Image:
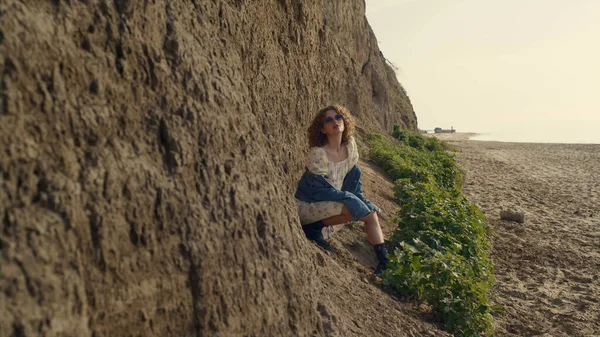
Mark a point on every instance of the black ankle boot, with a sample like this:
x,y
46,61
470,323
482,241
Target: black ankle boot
x,y
381,253
313,233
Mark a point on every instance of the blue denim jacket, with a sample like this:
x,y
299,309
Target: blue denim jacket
x,y
313,188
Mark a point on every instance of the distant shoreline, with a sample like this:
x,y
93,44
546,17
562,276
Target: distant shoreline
x,y
468,136
455,136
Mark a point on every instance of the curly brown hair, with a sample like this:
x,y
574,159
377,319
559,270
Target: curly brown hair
x,y
317,138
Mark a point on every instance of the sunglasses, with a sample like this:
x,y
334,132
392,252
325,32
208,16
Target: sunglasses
x,y
338,118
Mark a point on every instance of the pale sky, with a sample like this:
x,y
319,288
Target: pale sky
x,y
488,65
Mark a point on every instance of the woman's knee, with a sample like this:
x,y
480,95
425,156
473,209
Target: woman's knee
x,y
345,211
371,217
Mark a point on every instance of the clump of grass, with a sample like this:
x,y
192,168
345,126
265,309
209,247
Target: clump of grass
x,y
443,250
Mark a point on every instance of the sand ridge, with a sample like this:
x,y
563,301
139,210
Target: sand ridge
x,y
548,268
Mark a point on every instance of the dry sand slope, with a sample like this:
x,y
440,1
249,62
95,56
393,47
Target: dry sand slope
x,y
548,268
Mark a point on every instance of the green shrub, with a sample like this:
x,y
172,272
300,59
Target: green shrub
x,y
444,252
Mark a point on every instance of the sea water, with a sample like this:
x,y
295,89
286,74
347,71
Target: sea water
x,y
563,132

++++++++

Find the line that contains "Mark a point on every instance of the curly". Repeat it and every line after it, exactly as written, up to and including the last line of the records above.

=== Answer to this task ===
Mark a point on every instance of the curly brown hair, with a sample like this:
x,y
574,159
377,319
559,270
Target: curly brown hair
x,y
317,138
Mark a point on every instance of the sunglasses, with a sample like this:
x,y
334,132
392,252
325,32
208,16
Target: sunglasses
x,y
338,118
Mark a point on every instance of the pale sky, with a sample like this:
x,y
319,288
Target: pale sky
x,y
488,65
Mark a point on every instance of the woman's knee, with a sample like this:
x,y
480,95
425,156
473,209
Target: woman's knee
x,y
345,211
371,217
Mark a point on every instance of the clump of grass, with a sample like this:
x,y
192,168
345,126
265,309
209,247
Target: clump of grass
x,y
443,250
Mark a point on every instance of the sand ridge, with a sample like this:
x,y
563,301
139,210
Target: sand ridge
x,y
548,268
Mark a point on every instance of the dry sand slope, with a sample like this:
x,y
440,1
249,62
95,56
393,47
Target: dry sand slope
x,y
548,268
Mark a point on every instance of the green shrub, with a sample like this:
x,y
172,272
300,59
Target: green shrub
x,y
444,252
Mark a point on every instance of the sea water, with a sample like this:
x,y
295,89
286,74
347,71
Target: sea water
x,y
563,132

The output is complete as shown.